*WHAT YOU NEED TO DO*:
#1 Decide whether each statement below agrees with the comics commentary. For each, answer yes or no and quote the exact words from the text that decide it.
(a) Paws, Inc. was bought by Viacom in 2019.
(b) The writer believes Ian Cameron is cheered by Christmas decorations.
(c) Toby is reading BLAM! (?) Magazine.
#2 Copy the comics commentary word for word, from "OK, sorry, I" up to and including "(?) Magazine, oblivious.".
#3 Answer these questions from the comics commentary.
(a) What earlier scheme of Ian Cameron's did not work?
(b) According to the writer, what does the Rex Morgan series reassure readers about?
(c) Which company is Paramount Skydance attempting to acquire?

─── PASSAGE TO READ ───

OK, sorry, I do not buy that dour Scot Ian Cameron is someone whose heart is cheered by the presence of Christmas decorations, and anyway look at that deranged expression in the second panel: he’s doing more evil anti-Sunny plotting! The cat thing didn’t work but he’s got more up his sleeve. Is tinsel poisonous to parrots? Only one way to find out! Meanwhile, Toby continues to read BLAM! (?) Magazine, oblivious.

Rex Morgan, M.D., 1/6/26

If you’ve been given the awesome responsibility of stewarding one of America’s beloved soap opera comic strip, you could do worse things with it than reassure your rapidly aging audience that cataract surgery is immensely beneficial and really not a big deal. This series of strips is probably going to reduce highway deaths by a small but measurable amount! Still, in-universe, I’m reading the subtext here as “So I’m just letting you know that you’re not actually going to be spending that much more time with us at the clinic, which is good, because most of the staff here does not like you very much.”

Garfield, 1/6/26

Now, normally, I would say that Paws, Inc., is such a massive corporate juggernaut in the comics world that it can do what it wants — appropriate Hi and Lois’s “Sunbeam” intellectual property, whatever. But the company was bought by Viacom in 2019, and, thanks to a series of other corporate acquisitions and maneuverings over the past few years, is today part of Paramount Skydance, which is in the midst of a complex and politically contentious attempt to acquire Warner Bros., so their legal department is probably pretty busy right now. This could be the ideal time for Walker-Browne Amalgamated Humor Industries LLC to strike back!

─── DATA FOR REVIEW ───

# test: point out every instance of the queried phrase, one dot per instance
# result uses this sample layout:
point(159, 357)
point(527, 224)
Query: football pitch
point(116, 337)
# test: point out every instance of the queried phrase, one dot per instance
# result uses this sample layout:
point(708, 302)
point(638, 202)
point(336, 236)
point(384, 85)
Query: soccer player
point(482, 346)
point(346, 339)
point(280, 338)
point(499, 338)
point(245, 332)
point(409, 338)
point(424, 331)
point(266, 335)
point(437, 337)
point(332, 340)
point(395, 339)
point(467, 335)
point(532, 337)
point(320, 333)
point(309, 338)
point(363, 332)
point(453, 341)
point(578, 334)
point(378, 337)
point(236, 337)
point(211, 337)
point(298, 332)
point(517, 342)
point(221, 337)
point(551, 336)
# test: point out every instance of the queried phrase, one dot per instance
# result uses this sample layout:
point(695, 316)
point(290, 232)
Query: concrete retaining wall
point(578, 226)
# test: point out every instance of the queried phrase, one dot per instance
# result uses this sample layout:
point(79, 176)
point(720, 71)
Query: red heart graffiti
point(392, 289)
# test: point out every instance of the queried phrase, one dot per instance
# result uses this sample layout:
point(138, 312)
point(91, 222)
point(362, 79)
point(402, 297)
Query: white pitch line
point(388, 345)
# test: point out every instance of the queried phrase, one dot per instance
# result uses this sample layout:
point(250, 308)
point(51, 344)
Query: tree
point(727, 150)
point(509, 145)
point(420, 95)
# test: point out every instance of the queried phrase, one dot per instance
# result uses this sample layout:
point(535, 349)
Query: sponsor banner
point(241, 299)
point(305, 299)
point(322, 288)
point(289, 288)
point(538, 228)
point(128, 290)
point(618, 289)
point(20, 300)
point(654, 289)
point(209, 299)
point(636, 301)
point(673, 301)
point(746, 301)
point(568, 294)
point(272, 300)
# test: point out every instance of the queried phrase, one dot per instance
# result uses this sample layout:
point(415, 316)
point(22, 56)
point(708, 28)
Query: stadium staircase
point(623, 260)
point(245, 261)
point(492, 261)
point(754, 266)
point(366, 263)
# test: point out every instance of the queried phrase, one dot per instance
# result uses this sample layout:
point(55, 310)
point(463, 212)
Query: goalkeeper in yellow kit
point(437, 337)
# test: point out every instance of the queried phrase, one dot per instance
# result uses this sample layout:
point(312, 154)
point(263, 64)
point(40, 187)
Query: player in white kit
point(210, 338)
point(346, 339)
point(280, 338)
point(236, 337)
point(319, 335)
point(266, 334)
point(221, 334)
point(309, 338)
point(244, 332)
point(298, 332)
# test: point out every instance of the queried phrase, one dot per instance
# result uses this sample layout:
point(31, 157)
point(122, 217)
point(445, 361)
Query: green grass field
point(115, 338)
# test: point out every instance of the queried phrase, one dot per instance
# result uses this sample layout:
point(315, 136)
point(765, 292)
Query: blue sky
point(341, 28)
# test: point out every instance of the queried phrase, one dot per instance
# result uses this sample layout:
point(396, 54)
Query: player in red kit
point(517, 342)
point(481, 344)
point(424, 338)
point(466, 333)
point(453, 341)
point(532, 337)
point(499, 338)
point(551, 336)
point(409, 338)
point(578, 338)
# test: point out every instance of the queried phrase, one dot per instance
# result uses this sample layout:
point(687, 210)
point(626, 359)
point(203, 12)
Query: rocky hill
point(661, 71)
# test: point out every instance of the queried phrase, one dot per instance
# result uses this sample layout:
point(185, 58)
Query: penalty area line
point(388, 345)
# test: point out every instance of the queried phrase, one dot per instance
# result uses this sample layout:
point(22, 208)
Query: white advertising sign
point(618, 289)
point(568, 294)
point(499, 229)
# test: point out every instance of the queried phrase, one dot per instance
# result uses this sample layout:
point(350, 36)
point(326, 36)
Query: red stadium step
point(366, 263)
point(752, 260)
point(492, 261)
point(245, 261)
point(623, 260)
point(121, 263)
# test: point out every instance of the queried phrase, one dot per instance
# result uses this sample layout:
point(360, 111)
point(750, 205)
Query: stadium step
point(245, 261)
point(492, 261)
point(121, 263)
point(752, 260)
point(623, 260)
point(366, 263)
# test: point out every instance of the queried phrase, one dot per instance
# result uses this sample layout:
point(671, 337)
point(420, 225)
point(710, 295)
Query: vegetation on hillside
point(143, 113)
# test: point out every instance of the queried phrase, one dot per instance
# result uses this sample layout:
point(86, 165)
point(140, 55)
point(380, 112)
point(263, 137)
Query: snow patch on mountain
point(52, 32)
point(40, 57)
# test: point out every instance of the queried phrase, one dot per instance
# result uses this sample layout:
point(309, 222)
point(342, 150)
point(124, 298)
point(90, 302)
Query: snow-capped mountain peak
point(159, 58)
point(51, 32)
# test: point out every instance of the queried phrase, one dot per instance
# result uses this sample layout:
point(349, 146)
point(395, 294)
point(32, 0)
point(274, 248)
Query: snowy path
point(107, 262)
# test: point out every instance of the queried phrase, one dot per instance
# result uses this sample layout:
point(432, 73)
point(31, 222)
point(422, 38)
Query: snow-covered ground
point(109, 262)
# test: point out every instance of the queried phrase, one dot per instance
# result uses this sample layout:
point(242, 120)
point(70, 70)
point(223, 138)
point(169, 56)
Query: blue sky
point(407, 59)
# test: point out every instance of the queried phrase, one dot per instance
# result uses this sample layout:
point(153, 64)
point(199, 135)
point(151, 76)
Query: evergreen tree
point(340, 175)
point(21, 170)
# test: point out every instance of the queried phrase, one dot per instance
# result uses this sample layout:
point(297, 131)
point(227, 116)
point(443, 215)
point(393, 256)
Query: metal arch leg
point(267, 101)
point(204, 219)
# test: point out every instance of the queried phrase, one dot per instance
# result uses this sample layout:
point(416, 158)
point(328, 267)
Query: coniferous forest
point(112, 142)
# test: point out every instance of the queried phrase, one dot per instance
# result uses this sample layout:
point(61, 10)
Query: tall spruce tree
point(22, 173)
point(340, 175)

───

*SOLUTIONS BY TASK*:
#1
(a) Yes: "the company was bought by Viacom in 2019"
(b) No: "I do not buy that dour Scot Ian Cameron is someone whose heart is cheered by the presence of Christmas decorations"
(c) Yes: "Toby continues to read BLAM! (?) Magazine, oblivious."

#2
OK, sorry, I do not buy that dour Scot Ian Cameron is someone whose heart is cheered by the presence of Christmas decorations, and anyway look at that deranged expression in the second panel: he’s doing more evil anti-Sunny plotting! The cat thing didn’t work but he’s got more up his sleeve. Is tinsel poisonous to parrots? Only one way to find out! Meanwhile, Toby continues to read BLAM! (?) Magazine, oblivious.

#3
(a) The cat thing.
(b) That cataract surgery is immensely beneficial and really not a big deal.
(c) Warner Bros.